* PAGE EXTRACT *
:::

Iraqi President Saddam Hussein says he's ready to go to war using one of his most effective weapons: oil.
Saddam has indicated that he's ready to turn off the taps to use crude as a weapon to punish countries supporting Israel, and has told other Arab nations to follow his lead in an escalating war of words.
"It's a disgrace on all Arabs and believers everywhere in the world if they don't help their Palestinian brothers in their battle," Saddam told his ruling Ba'ath Party in a speech Sunday night before the directive to Arab nations. "If Arabs want to put an end to Zionism, they are able to do so in 24 hours."
Iraq pumps out 200,000 barrels of oil a day and is the fifth-largest producer of oil for the United States despite sanctions that allow Iraq to sell only enough oil to pay for humanitarian and medical relief for its citizens.
"Saddam Hussein has made similar threats in the past and has not followed through. It's a little bit like the little boy who cried wolf," said Erik Gustafson, an Iraqi policy expert.
"This is a desperate attempt on his part to stay in power. Ultimately, it's not going to work and within 12 months, Saddam Hussein is going to be out, and I think he's going to be in his equivalent of paradise, he['s] not going to be on this Earth," forecast Forbes magazine publisher Steve Forbes.
If Saddam were to succeed in such a push, the impact could devastate the U.S. economy. Oil prices would skyrocket, gas lines would return and President Bush could imagine a future like that of Jimmy Carter, whose presidency sank in the midst of a 1979 oil crisis.
World markets are already vulnerable to changes in supply because OPEC recently cut production by 1.5 million barrels a day. The price of crude jumped above $27 a barrel. That's a 50 percent hike since the beginning of the year.

:::

* SOURCE MATERIAL *
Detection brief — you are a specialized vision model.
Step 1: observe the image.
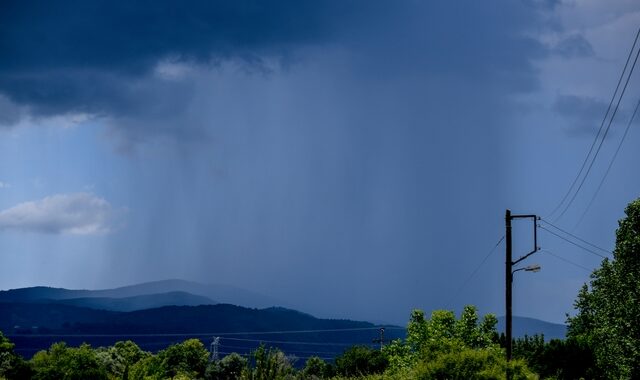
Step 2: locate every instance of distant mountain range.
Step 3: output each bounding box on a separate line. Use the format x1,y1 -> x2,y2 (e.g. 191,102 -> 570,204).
0,280 -> 566,358
0,280 -> 286,311
498,316 -> 567,340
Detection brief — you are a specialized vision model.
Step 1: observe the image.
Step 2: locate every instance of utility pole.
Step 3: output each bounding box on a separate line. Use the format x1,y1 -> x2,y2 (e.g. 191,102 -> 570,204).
209,336 -> 220,362
504,209 -> 513,361
373,327 -> 384,351
504,209 -> 540,361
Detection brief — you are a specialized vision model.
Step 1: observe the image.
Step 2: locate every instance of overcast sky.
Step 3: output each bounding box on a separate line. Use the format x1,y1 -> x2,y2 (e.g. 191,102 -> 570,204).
0,0 -> 640,324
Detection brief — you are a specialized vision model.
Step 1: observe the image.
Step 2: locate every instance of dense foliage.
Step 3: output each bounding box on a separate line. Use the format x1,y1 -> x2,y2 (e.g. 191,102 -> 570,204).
5,200 -> 640,380
568,199 -> 640,379
0,306 -> 535,380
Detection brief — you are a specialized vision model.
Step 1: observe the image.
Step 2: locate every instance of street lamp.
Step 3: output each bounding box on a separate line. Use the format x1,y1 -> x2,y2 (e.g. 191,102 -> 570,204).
511,264 -> 542,274
504,210 -> 540,364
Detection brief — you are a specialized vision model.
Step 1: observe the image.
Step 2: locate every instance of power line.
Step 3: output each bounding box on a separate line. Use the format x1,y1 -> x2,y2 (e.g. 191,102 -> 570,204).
451,235 -> 504,302
548,28 -> 640,217
555,35 -> 640,220
576,99 -> 640,226
540,226 -> 607,259
224,338 -> 370,347
541,219 -> 611,254
220,344 -> 342,355
8,326 -> 406,339
540,249 -> 592,272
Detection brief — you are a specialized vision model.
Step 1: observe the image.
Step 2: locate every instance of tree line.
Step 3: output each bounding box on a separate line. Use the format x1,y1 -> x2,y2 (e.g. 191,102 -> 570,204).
0,199 -> 640,380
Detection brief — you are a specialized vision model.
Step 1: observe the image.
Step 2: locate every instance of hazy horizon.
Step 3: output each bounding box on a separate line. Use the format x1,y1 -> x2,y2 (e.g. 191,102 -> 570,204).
0,0 -> 640,324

:::

Please resume the news text on Saddam Hussein's oil threat, picking up after its final sentence. These entries were taken from a different source than the news text.

* ANSWER BOX *
Markets, however, do fear a repeat of the economically devastating 1970's gas lines when OPEC imposed an oil embargo on the United States because of U.S. support for Israel during the Middle East conflicts in 1973.
But this time around, oil industry experts say Saddam's going to have a harder time rallying the oil-producing troops.
"Most oil-producing nations within OPEC will not use oil as a weapon. It will be a weapon of last resort as far as they're concerned," said Phil Flynn of Alaron Trading.
"The real question is: Does an embargo go along with an output reduction by OPEC? But let's remember something about Saudi Arabia. They export around 1.7 million-1.8 million barrels of oil a day to the U.S. About a third of that goes to a half-owned refining system. They're half owner so are they going to embargo their own refining system?" asked John Kingston, Platts' global director of oil.
Just the threat of further unrest in the area destabilizes crude markets. Saddam's words could have an impact on prices just by talking loudly and holding a big oil reserve.
"The significant part of all this, however, is that it has really come to the point that Saddam can make a statement like this and that it doesn't fall on deaf ears," said Samer Shehata, a professor of Middle Eastern Studies at Georgetown University.